» Parts of the exercise
1. Reproduce the part of the passage on CBM stay jurisprudence that begins with the words containing "Stay jurisprudence from" and ends with "around this statute.".
2. According to the passage on CBM stay jurisprudence, on what date did the eight-year CBM program sunset?

» Excerpt
* * * *

Stay jurisprudence from the Federal Circuit is a legacy of the Transitional Program for Covered Business Method (“CBM”) Review. Prior to the America Invents Act (AIA), the Federal Circuit rarely heard appeals related to stay motions because of the final-judgment rule.[1] However, under the CBM statute, a party to a CBM review was allowed to take an immediate interlocutory appeal from a district court’s decision regarding whether to stay an infringement case pending a CBM review.[2] The CBM statute was intended to increase the predictability of context-dependent stay decisions and to increase the grant rate of CBM-related stay motions. At the sunset of the eight-year CBM program on September 16, 2020, we reflect on the CBM stay jurisprudence developed around this statute.

* * * *

» Dataset

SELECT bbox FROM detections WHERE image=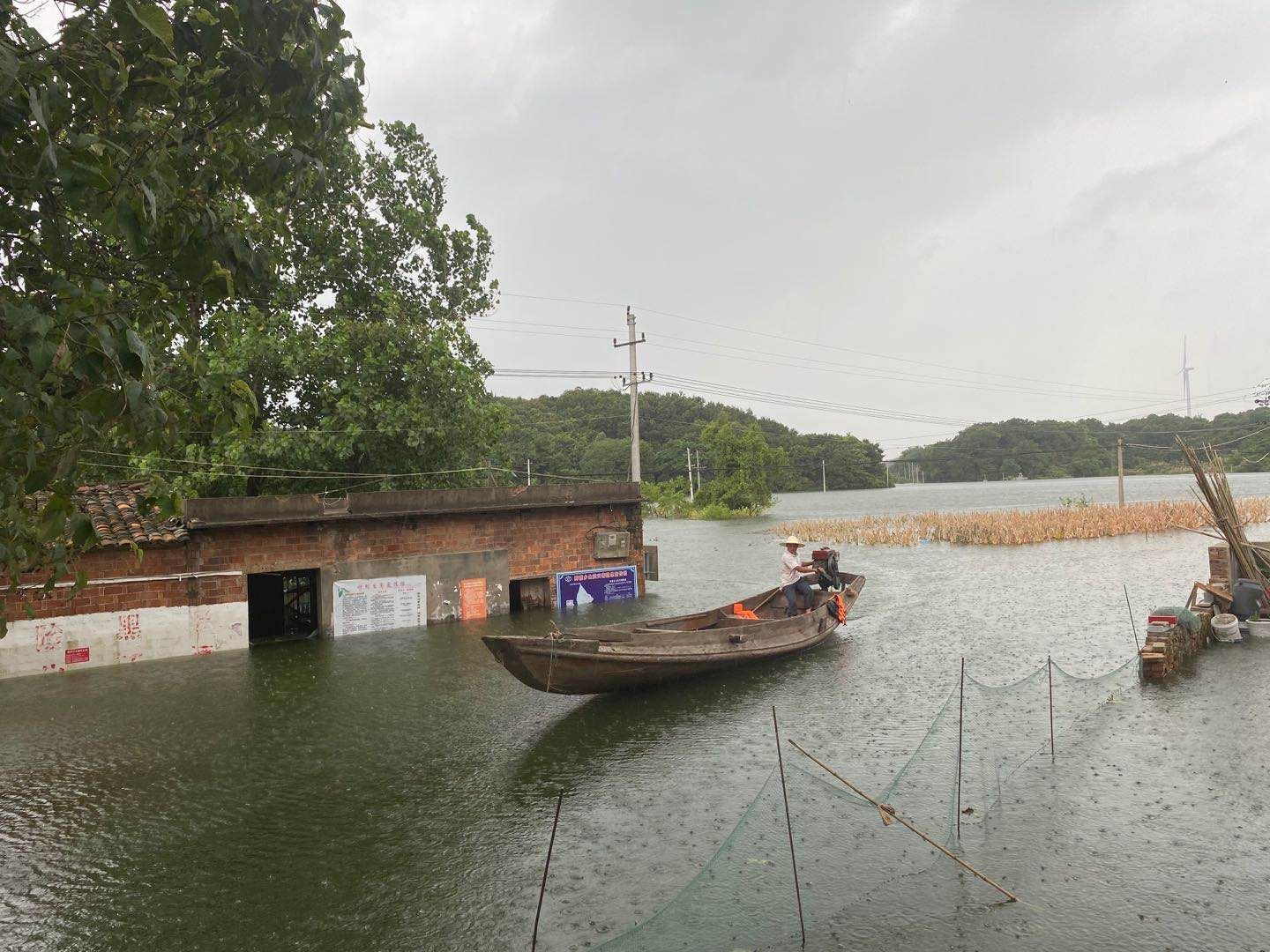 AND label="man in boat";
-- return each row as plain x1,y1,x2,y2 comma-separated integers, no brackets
781,536,815,615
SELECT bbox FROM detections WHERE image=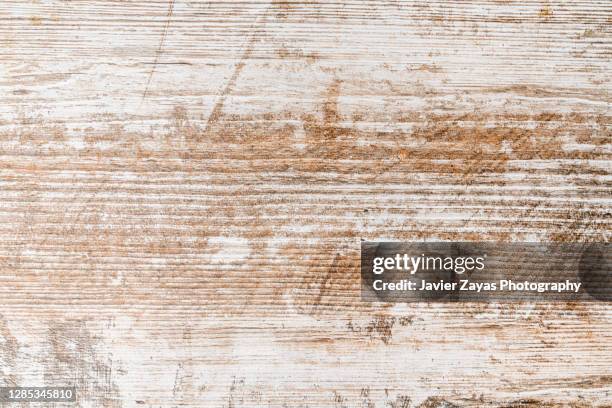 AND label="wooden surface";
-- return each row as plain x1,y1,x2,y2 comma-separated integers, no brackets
0,0,612,408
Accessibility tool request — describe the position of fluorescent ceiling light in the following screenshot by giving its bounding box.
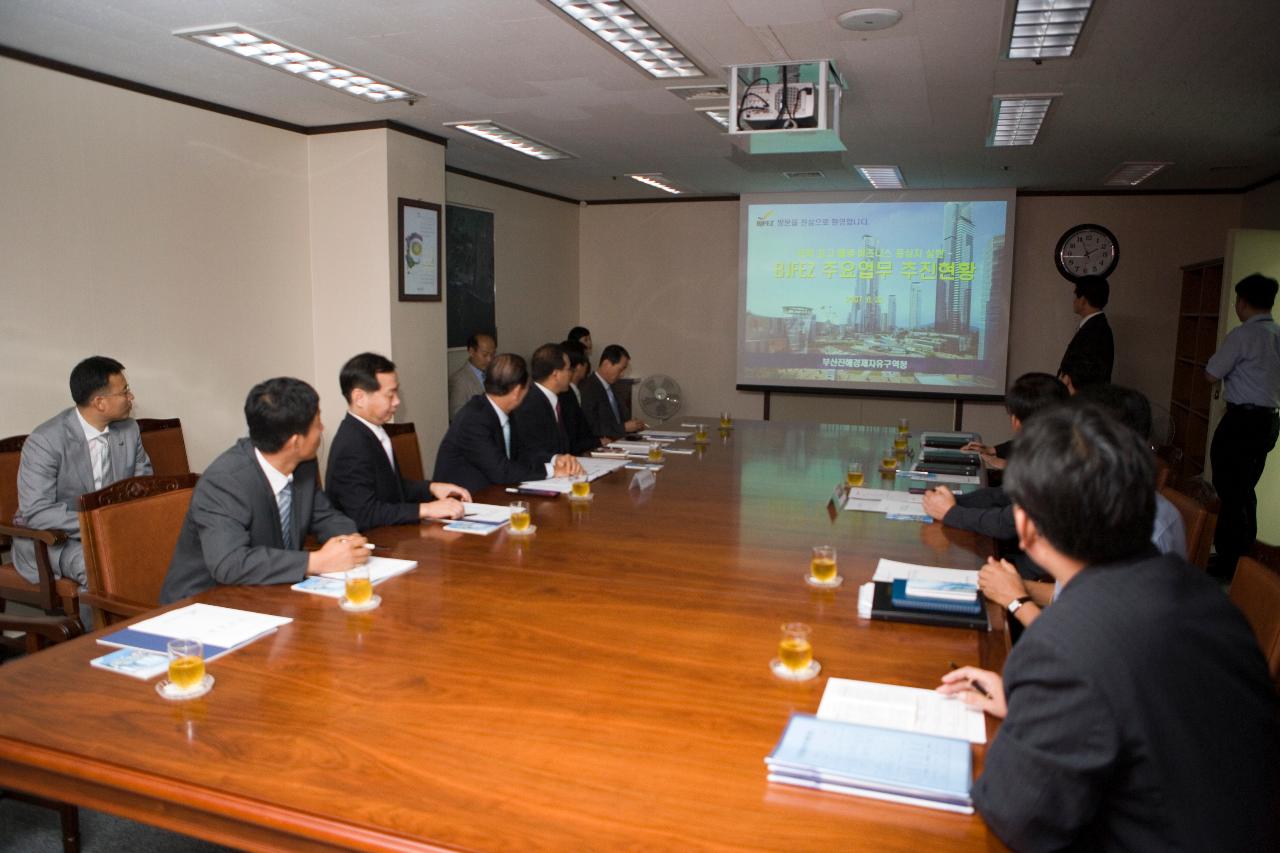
[987,95,1057,147]
[854,167,906,190]
[547,0,703,77]
[1106,161,1174,187]
[173,24,422,104]
[627,172,680,196]
[1009,0,1093,59]
[444,119,573,160]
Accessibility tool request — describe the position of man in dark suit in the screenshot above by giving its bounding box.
[582,343,645,441]
[160,377,369,603]
[940,405,1280,850]
[324,352,471,530]
[1057,275,1115,393]
[13,356,151,587]
[434,352,582,492]
[511,343,596,461]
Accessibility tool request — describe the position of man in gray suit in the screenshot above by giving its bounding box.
[13,356,151,587]
[160,377,369,603]
[449,332,498,420]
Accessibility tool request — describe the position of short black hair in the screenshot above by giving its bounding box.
[244,377,320,453]
[1057,356,1107,391]
[600,343,631,364]
[70,356,124,406]
[1004,403,1156,565]
[529,343,568,382]
[1075,383,1151,441]
[338,352,396,402]
[1235,273,1277,311]
[484,352,529,397]
[1075,275,1111,311]
[467,332,498,350]
[1005,373,1070,424]
[561,341,591,368]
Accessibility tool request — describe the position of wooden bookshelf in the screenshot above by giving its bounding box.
[1169,257,1222,483]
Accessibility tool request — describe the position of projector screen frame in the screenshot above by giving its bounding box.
[735,188,1016,402]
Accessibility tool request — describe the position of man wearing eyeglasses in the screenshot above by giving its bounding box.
[13,356,151,588]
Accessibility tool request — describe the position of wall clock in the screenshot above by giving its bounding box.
[1053,225,1120,282]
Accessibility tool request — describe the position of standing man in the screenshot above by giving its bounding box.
[1057,275,1116,393]
[582,343,645,441]
[324,352,471,530]
[13,356,151,588]
[449,332,498,420]
[160,377,369,605]
[434,352,582,492]
[1204,273,1280,579]
[940,405,1280,853]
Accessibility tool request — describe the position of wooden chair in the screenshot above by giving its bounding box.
[0,435,79,617]
[0,613,84,853]
[1230,557,1280,686]
[138,418,191,476]
[383,424,426,480]
[1160,478,1222,569]
[79,474,200,628]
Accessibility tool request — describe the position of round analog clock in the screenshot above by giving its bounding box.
[1053,225,1120,280]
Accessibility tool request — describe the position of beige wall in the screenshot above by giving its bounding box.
[581,196,1240,439]
[445,172,578,370]
[0,58,315,470]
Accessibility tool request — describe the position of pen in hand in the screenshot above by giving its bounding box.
[951,661,991,699]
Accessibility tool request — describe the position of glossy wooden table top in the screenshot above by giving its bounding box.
[0,418,1002,852]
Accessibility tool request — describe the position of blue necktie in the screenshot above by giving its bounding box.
[275,483,293,548]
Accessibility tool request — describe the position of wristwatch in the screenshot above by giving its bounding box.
[1007,596,1032,613]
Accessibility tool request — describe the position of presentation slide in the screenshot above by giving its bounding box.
[737,190,1014,397]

* * * *

» Task-by-task answers
1.
Stay jurisprudence from the Federal Circuit is a legacy of the Transitional Program for Covered Business Method (“CBM”) Review. Prior to the America Invents Act (AIA), the Federal Circuit rarely heard appeals related to stay motions because of the final-judgment rule.[1] However, under the CBM statute, a party to a CBM review was allowed to take an immediate interlocutory appeal from a district court’s decision regarding whether to stay an infringement case pending a CBM review.[2] The CBM statute was intended to increase the predictability of context-dependent stay decisions and to increase the grant rate of CBM-related stay motions. At the sunset of the eight-year CBM program on September 16, 2020, we reflect on the CBM stay jurisprudence developed around this statute.

2. September 16, 2020